◆ WORK TO BE COMPLETED:
Could you write out all of these records again, substituting "marking" for every "tagging" and leaving everything else unchanged?

◆ SOURCE MATERIAL:
· · · · ·
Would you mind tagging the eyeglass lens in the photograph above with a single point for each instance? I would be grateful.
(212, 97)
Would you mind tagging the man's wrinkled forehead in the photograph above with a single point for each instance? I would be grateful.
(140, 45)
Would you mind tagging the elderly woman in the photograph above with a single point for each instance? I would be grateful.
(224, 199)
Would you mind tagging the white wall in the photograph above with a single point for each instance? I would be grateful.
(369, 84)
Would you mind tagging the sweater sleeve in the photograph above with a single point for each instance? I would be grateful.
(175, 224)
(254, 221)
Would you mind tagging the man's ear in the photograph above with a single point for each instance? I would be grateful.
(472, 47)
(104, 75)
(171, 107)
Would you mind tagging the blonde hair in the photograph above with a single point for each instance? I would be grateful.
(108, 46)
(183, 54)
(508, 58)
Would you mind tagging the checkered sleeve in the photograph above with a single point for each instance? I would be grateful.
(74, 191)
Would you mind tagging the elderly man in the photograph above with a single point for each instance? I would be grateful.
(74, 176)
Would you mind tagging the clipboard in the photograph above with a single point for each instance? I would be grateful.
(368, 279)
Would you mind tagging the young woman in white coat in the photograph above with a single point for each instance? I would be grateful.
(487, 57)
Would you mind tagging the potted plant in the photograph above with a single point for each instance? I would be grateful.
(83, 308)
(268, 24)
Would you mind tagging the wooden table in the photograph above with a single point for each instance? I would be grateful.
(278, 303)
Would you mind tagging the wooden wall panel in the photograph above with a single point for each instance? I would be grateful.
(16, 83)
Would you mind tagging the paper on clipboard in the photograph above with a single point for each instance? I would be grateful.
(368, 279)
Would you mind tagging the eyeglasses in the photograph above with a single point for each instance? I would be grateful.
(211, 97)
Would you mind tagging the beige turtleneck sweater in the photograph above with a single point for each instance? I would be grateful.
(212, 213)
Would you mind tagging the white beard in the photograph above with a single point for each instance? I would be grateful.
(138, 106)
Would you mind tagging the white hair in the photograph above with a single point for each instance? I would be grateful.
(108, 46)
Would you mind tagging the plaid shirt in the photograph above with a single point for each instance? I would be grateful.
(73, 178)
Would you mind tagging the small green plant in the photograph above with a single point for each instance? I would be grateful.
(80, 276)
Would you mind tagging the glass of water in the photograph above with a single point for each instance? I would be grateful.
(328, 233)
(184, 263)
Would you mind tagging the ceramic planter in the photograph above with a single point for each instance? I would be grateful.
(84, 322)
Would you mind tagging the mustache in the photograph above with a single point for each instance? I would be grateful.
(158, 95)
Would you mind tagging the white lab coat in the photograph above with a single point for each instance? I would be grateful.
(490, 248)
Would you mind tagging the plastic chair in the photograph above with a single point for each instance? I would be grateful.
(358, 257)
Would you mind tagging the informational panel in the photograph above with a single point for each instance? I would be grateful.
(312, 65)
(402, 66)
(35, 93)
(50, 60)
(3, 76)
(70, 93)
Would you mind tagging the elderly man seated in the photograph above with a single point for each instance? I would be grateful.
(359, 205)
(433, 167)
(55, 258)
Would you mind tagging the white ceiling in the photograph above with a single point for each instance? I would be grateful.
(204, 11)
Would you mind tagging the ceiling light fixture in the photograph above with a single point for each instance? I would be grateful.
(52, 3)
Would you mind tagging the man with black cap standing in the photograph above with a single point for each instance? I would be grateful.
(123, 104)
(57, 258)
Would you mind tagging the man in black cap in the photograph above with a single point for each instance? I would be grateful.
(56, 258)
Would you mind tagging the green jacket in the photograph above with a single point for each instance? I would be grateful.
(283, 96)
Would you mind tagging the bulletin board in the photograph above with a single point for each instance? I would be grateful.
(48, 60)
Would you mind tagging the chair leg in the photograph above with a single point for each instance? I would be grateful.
· · · · ·
◆ ANSWER TO THIS PROBLEM:
Would you mind marking the eyeglass lens in the photograph above with a single point for each instance? I would be grateful.
(212, 97)
Would you mind marking the man's wrinkled forehead in the photograph above with a single point for each instance? I would be grateful.
(140, 45)
Would you mind marking the elderly woman in the photograph above with a single point for each instance? I would be grateful.
(224, 199)
Would you mind marking the white wall in the photograph above with a single point for each instance? I would be grateful.
(369, 84)
Would you mind marking the sweater sleeve in the photograph above with a single point for each instance? I would be grateful.
(175, 224)
(254, 221)
Would you mind marking the man's ear in the photograph above with a single point for each instance? I would be grateful.
(472, 47)
(104, 75)
(171, 107)
Would you mind marking the blonde hair in the photograph above with a single point for each instance? I would be grateful.
(108, 46)
(183, 54)
(508, 58)
Would you mind marking the checkered sleeve in the photograph above with a single point for each instance? I would be grateful.
(74, 191)
Would you mind marking the elderly man in the photograph above with a single point for each instance? I would be grateful.
(74, 176)
Would you mind marking the clipboard in the photograph above with a single point for each instance? I would be grateful.
(368, 279)
Would you mind marking the young woman in white coat in the photograph above with a single point for each instance? I would be grateful.
(487, 57)
Would you mind marking the potted plant in the photograph above with a single point for each instance? I would be grateful.
(83, 308)
(268, 24)
Would you mind marking the wooden table in the photograph above with a single point for each instance? I would be grateful.
(278, 303)
Would you mind marking the wooden wall panel in the photograph above with a single point for each instance? I would be grateful.
(16, 83)
Would you mind marking the paper on clipboard in the photograph above with a single point for each instance? I would be grateful.
(368, 279)
Would you mind marking the eyeglasses in the photograph above with a single point for each instance? I would be grateful.
(211, 97)
Would you mind marking the beige turtleneck sweater in the photograph above with a single point for each instance? I would be grateful.
(212, 213)
Would you mind marking the white beard in the photograph above with a single point for each instance? I would be grateful.
(138, 106)
Would you mind marking the white hair in the photograph above with a single point for each instance? I would be grateful.
(108, 46)
Would you mind marking the plaid shirt in the photograph above with a single point for each instance? I would be grateful.
(73, 178)
Would you mind marking the small green plant in the photograph above with a single point for each instance? I would be grateful.
(80, 276)
Would you mind marking the glass of water in the photograph above with a single point for each instance? I would be grateful.
(328, 233)
(184, 263)
Would you mind marking the ceramic planter in the photograph above with a single point for each instance? I would be grateful.
(84, 322)
Would you mind marking the mustache in the photograph above with a single point for each instance? I would be grateful.
(158, 95)
Would you mind marking the white lab coat in the photograph above with a single point for each instance? I would be grateful.
(490, 248)
Would you mind marking the plastic chair in the photograph above with a single point for each instance? I would be grateful.
(358, 257)
Would you mind marking the informational panel in the photograph above with a single point for each instance? I would be grateful.
(312, 65)
(402, 66)
(35, 93)
(50, 60)
(3, 76)
(70, 93)
Would you mind marking the elderly man seated in the photograph above with a single point for each instance? I would be grateful.
(359, 205)
(433, 167)
(55, 258)
Would you mind marking the white ceiling in the photograph above with a single point for each instance? I would be grateful.
(204, 11)
Would you mind marking the ceiling light fixture in the photograph above with a single point for each instance? I would be grateful.
(52, 3)
Would you mind marking the man with black cap standing in the photograph above with a single point for each instance? I would be grateful.
(123, 104)
(57, 258)
Would you mind marking the man in black cap in the photograph above with a single point for each instance? I would be grateful.
(56, 258)
Would you mind marking the green jacket in the photograph above with a single point for each instance? I would be grateful.
(283, 96)
Would you mind marking the bulletin board in the photograph above with a single point for each instance? I would be grateful.
(48, 60)
Would you mind marking the chair leg in the photograph above with a single point for each instance? I would be grateful.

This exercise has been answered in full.